Massimo Giordano als Don Jose und Anna Netrebko in der Rolle der Micaela in "Carmen"
Massimo Giordano als Don Jose und Anna Netrebko in der Rolle der Micaela in "Carmen" ©APA
Mit einer Glanzleistung von Dirigent Andis Nelsons und einer überragenden Anna Netrebko punktete die musikalische Neuinszenierung von Georges Bizets "Carmen" an der Wiener Staatsoper.

Zuerst Rolando Villazon, dann Mariss Jansons und Elina Garanca – die musikalische Neuinszenierung von Georges Bizets “Carmen” an der Staatsoper war geprägt von Absagen und Ausfällen. Dass bei der ersten Vorstellung Montagabend dann doch (fast) alles gut wurde, muss man zwei Namen zuschreiben: Dem jungen lettischen Dirigenten und Jansons-Schüler Andris Nelsons, der den Abend als Orchesterfest gestaltete sowie einer überragenden Anna Netrebko als Micaela. Nadia Krasteva in der Titelrolle und “Ersatz” für Garanca schlug sich wacker – wenn auch nicht überragend. Am Schluss blieb erlösender Jubel.

**AUFGABE A**
Zählen Sie die Zeilen der Datensätze, in denen das Wort „vest“ vorkommt, und geben Sie ausschließlich diese Zahl an.

**DATEN DIESER ÜBUNG**
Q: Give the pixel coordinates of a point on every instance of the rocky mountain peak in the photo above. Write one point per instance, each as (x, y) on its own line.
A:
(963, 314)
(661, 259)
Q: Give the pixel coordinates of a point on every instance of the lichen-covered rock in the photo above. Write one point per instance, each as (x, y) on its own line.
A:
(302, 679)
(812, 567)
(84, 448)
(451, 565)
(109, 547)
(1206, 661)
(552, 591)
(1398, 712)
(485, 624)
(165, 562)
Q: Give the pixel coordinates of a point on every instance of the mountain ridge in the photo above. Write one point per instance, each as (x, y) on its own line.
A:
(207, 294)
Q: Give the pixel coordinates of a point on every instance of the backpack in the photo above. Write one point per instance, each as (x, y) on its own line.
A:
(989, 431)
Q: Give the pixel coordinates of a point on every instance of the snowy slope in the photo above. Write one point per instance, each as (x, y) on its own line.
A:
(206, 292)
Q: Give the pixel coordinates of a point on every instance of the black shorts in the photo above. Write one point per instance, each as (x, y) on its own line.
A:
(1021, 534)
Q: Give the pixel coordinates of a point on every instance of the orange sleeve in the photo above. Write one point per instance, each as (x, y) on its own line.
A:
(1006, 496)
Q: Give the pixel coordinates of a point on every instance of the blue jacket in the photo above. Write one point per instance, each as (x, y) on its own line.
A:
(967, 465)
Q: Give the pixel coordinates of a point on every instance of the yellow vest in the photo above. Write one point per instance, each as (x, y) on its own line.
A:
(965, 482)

==

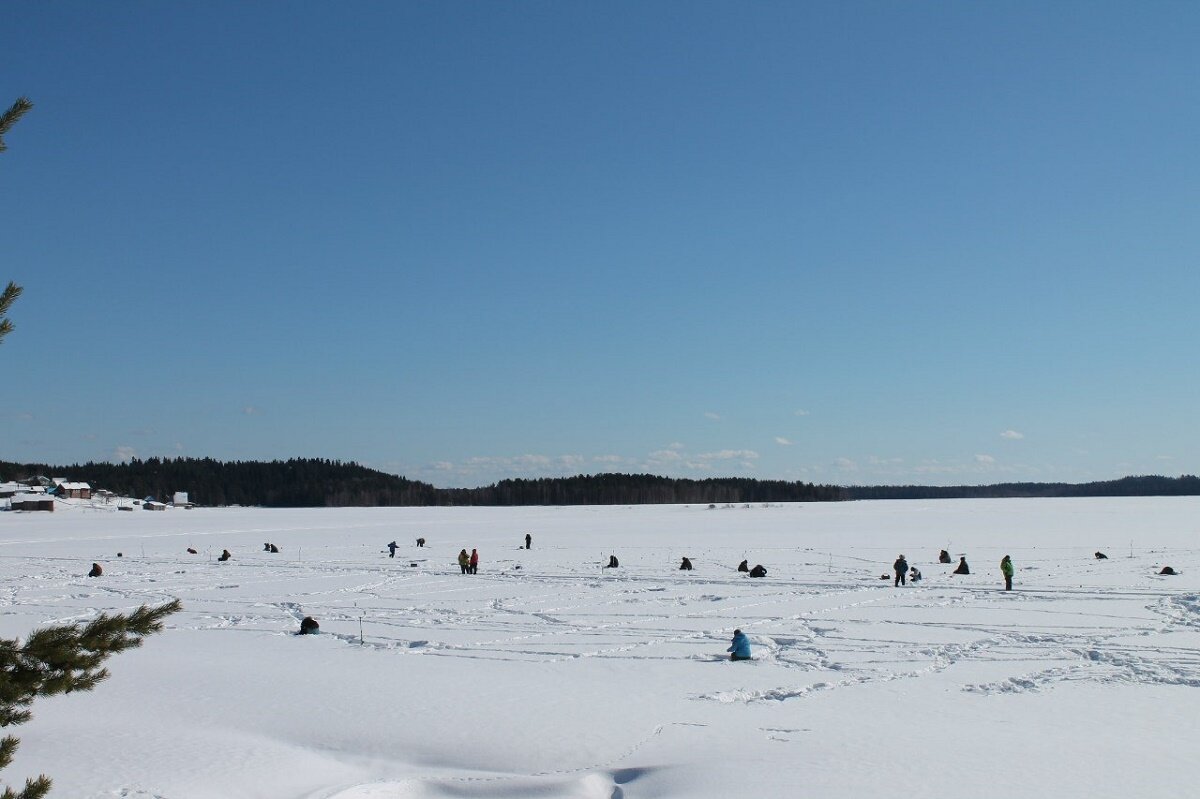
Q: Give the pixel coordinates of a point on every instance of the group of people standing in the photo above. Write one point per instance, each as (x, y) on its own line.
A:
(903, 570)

**AUFGABE B**
Führen Sie alle Personen auf, denen der Text ausdrücklich eine Rolle in „Carmen“ zuordnet, jeweils mit dieser Rolle.

**ERWARTETE AUSGABE A**
1

**ERWARTETE AUSGABE B**
- Massimo Giordano: Don Jose
- Anna Netrebko: Micaela
- Nadia Krasteva: Titelrolle